Entries drawn from a collection:
___

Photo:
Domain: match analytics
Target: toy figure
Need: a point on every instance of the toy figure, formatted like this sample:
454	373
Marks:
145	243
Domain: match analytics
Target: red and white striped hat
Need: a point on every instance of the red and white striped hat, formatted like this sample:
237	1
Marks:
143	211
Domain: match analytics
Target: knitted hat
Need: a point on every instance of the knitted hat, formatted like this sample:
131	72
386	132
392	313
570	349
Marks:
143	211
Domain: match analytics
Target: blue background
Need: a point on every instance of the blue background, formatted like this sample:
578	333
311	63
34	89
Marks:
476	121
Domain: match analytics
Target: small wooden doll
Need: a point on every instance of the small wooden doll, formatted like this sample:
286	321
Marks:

___

Aim
Reproduce all of the data above word for word, keeping every line in its original order.

Complete answer
Photo:
Domain: match analytics
Target: toy figure
Need: a point on every instance of the toy figure, formatted like this sample:
454	373
Marks:
145	243
Domain: match analytics
Target: red and white striped hat
Need: a point on every instance of the red and white striped hat, formatted like this sample:
237	1
Marks:
143	211
Domain: match analytics
Target: knitted hat
Need: a point on every instance of the knitted hat, formatted like this sample:
131	72
386	132
392	313
570	349
Marks:
143	211
Domain: match analytics
Target: blue background
Need: a point on every instance of the blue background, formatted like this sample:
578	333
311	63
34	89
Marks:
476	121
Domain: match analytics
Target: small wooden doll
Need: a point on every instance of the small wooden doll, formatted like this sample:
286	321
Marks:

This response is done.